▶ **WHAT IS ASKED**:
Lay out every line of the records below as a JSON list of strings, one string per line, skipping blank lines. Leave the pictures out.
═══ INPUT ═══
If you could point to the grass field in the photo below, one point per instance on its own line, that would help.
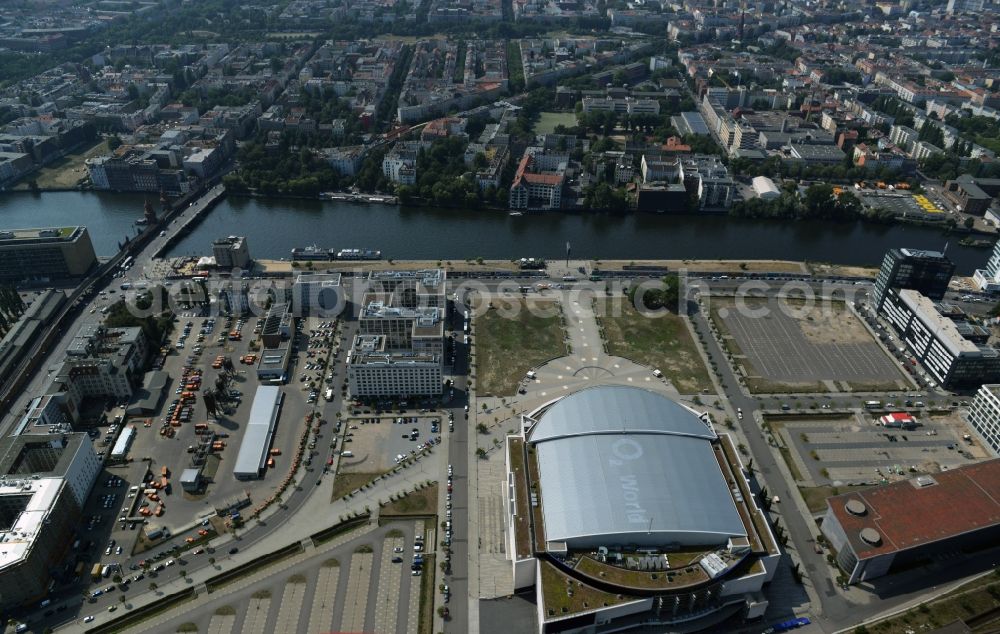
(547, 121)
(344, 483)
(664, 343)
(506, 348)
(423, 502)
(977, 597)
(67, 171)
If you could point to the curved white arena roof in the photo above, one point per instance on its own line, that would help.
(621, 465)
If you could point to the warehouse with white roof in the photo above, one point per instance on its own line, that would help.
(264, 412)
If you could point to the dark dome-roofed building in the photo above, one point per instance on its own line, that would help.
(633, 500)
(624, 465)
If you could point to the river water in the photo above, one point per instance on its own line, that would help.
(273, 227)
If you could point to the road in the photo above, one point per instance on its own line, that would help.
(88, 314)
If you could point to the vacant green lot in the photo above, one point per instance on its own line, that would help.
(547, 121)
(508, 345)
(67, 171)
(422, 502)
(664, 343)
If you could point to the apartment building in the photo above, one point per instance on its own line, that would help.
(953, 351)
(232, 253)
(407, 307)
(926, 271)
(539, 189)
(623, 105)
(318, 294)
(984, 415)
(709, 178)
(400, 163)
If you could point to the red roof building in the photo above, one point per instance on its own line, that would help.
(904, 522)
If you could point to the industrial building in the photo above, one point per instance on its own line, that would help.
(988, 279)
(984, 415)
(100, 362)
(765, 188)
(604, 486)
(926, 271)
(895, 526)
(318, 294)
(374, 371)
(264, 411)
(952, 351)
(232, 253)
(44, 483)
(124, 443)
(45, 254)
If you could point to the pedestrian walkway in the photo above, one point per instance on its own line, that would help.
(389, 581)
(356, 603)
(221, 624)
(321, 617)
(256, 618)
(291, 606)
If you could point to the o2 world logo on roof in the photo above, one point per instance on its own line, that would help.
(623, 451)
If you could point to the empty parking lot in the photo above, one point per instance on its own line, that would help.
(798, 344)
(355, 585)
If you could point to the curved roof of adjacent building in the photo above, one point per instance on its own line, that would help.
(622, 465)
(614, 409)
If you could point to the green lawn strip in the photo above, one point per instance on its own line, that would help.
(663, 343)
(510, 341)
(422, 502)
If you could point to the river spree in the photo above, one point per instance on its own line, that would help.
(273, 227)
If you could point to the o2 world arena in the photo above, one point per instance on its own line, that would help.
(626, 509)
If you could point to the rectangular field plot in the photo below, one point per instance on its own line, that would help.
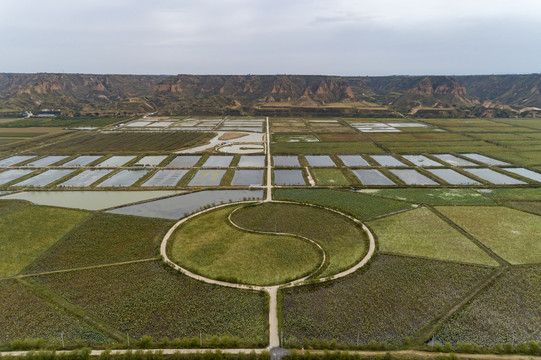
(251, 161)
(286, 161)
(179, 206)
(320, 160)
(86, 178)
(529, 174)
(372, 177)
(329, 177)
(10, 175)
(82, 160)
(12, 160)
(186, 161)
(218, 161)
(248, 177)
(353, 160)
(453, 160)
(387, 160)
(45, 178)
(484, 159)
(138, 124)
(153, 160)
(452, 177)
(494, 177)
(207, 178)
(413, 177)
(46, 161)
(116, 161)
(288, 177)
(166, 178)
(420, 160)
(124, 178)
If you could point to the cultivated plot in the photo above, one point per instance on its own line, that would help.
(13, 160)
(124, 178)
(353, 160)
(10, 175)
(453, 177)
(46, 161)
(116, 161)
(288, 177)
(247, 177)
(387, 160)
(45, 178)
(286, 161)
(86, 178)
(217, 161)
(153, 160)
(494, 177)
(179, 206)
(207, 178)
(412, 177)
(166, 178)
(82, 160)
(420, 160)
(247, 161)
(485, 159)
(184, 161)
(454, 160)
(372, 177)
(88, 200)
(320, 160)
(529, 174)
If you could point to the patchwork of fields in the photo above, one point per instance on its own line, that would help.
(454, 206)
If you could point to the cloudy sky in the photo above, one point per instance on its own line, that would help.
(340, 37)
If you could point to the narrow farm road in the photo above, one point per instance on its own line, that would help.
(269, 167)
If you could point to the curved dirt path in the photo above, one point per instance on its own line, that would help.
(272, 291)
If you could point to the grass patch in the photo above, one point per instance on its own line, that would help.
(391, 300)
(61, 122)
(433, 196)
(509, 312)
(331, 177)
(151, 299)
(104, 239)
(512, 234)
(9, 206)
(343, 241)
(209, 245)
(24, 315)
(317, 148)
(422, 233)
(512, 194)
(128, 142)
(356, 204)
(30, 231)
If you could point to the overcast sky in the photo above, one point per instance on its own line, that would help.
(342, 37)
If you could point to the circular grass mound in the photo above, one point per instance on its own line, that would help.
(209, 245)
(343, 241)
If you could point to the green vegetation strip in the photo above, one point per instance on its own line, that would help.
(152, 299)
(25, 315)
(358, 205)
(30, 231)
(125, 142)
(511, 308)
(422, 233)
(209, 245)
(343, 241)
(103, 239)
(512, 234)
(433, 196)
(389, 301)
═══
▶ **TASK RESULT**:
[
  "If you could point to the grass field in the photo below, one point per instance on its own line, that would help.",
  "(547, 121)",
  "(344, 483)",
  "(664, 343)",
  "(506, 348)",
  "(423, 502)",
  "(977, 597)",
  "(67, 171)",
  "If you could point to the curved white arena roof in the photo above, one point per instance on its own line, that would help.",
  "(621, 465)",
  "If you could point to the warehouse with white roof in the photo above, one point per instance on its own line, that would help.",
  "(264, 412)",
  "If you could point to the dark dome-roofed building in the photo above, one point per instance on its own line, that would help.",
  "(633, 500)",
  "(624, 465)",
  "If you could point to the river water in the photo above, one point per instance on its own line, that would help.",
  "(273, 227)",
  "If you could point to the road in the photo above, one point per instance on its own line, that would help.",
  "(88, 314)",
  "If you could point to the vacant green lot in the photo above, one point per instance on its own line, that would help.",
  "(547, 121)",
  "(508, 345)",
  "(67, 171)",
  "(422, 502)",
  "(664, 343)",
  "If you could point to the apartment building in the photo above, one point per instance on its own line, that would help.",
  "(953, 351)",
  "(232, 253)",
  "(407, 307)",
  "(926, 271)",
  "(539, 189)",
  "(623, 105)",
  "(318, 294)",
  "(984, 415)",
  "(709, 178)",
  "(400, 163)",
  "If you could point to the red roof building in the photo above, one point per instance on its own line, that would help.",
  "(904, 522)",
  "If you could point to the industrial building in the photo above, one point per instance on its own line, that would help.",
  "(988, 279)",
  "(984, 415)",
  "(100, 362)",
  "(765, 188)",
  "(604, 486)",
  "(926, 271)",
  "(895, 526)",
  "(318, 294)",
  "(374, 371)",
  "(264, 411)",
  "(952, 351)",
  "(232, 253)",
  "(44, 483)",
  "(124, 443)",
  "(45, 254)",
  "If you could point to the pedestrian walkway in the photo above, one point per instance on its own line, that would help.",
  "(389, 581)",
  "(356, 603)",
  "(221, 624)",
  "(321, 617)",
  "(256, 618)",
  "(291, 606)",
  "If you could point to the o2 world logo on roof in the photo above, one point per instance on its own line, that would help.",
  "(623, 451)",
  "If you could point to the empty parking lot in the photo above, one point per instance on its own line, that would help.",
  "(798, 344)",
  "(355, 585)",
  "If you could point to the curved roof of adjacent building in the photo above, one point per instance on its own line, that would help.",
  "(622, 465)",
  "(614, 409)",
  "If you could point to the green lawn strip in the photo above, one point per instance on its own line, that would help.",
  "(663, 343)",
  "(510, 341)",
  "(422, 502)",
  "If you could point to the river spree in the photo above, one point per instance on its own line, that would help.",
  "(273, 227)",
  "If you could point to the o2 world arena in the photo above, one point per instance on its own line, that would help.",
  "(626, 509)",
  "If you could point to the rectangular field plot in the photo below, one point per instance on its own line, that would help.",
  "(251, 161)",
  "(286, 161)",
  "(179, 206)",
  "(320, 160)",
  "(86, 178)",
  "(529, 174)",
  "(372, 177)",
  "(329, 177)",
  "(10, 175)",
  "(82, 160)",
  "(12, 160)",
  "(186, 161)",
  "(218, 161)",
  "(248, 177)",
  "(353, 160)",
  "(453, 160)",
  "(387, 160)",
  "(45, 178)",
  "(484, 159)",
  "(138, 124)",
  "(153, 160)",
  "(452, 177)",
  "(494, 177)",
  "(207, 178)",
  "(413, 177)",
  "(46, 161)",
  "(116, 161)",
  "(288, 177)",
  "(166, 178)",
  "(420, 160)",
  "(124, 178)",
  "If you could point to the cultivated plot in the photo above, one point per instance on its own line, that would help.",
  "(13, 160)",
  "(124, 178)",
  "(353, 160)",
  "(10, 175)",
  "(453, 177)",
  "(46, 161)",
  "(116, 161)",
  "(288, 177)",
  "(247, 177)",
  "(387, 160)",
  "(45, 178)",
  "(286, 161)",
  "(86, 178)",
  "(217, 161)",
  "(153, 160)",
  "(494, 177)",
  "(179, 206)",
  "(207, 178)",
  "(412, 177)",
  "(166, 178)",
  "(82, 160)",
  "(420, 160)",
  "(247, 161)",
  "(485, 159)",
  "(184, 161)",
  "(454, 160)",
  "(372, 177)",
  "(88, 200)",
  "(320, 160)",
  "(529, 174)",
  "If you could point to the patchwork of fields in the photo above, one point per instance on its own line, that would help.",
  "(454, 206)",
  "If you could point to the cloudy sky in the photo above, one point per instance on its own line, that would help.",
  "(340, 37)",
  "If you could point to the narrow farm road in the photo above, one point per instance on its own line, that would help.",
  "(269, 167)",
  "If you could point to the curved dirt path in the photo above, one point per instance on its own line, that would help.",
  "(272, 291)",
  "If you could point to the grass patch in the photo above, one point per instance on its own line, that would help.",
  "(391, 300)",
  "(61, 122)",
  "(433, 196)",
  "(509, 312)",
  "(331, 177)",
  "(151, 299)",
  "(104, 239)",
  "(512, 234)",
  "(9, 206)",
  "(343, 241)",
  "(209, 245)",
  "(24, 315)",
  "(317, 148)",
  "(422, 233)",
  "(512, 194)",
  "(128, 142)",
  "(356, 204)",
  "(30, 231)",
  "If you could point to the overcast sky in the photo above, one point per instance on its own line, that would help.",
  "(342, 37)",
  "If you could point to the circular grass mound in the photo above, one point per instance on its own line, that would help.",
  "(209, 245)",
  "(343, 241)",
  "If you could point to the green vegetation strip in the photo above, one point per instance on its own line, that would help.",
  "(152, 299)",
  "(25, 315)",
  "(358, 205)",
  "(30, 231)",
  "(125, 142)",
  "(511, 308)",
  "(422, 233)",
  "(209, 245)",
  "(343, 241)",
  "(103, 239)",
  "(512, 234)",
  "(433, 196)",
  "(389, 301)"
]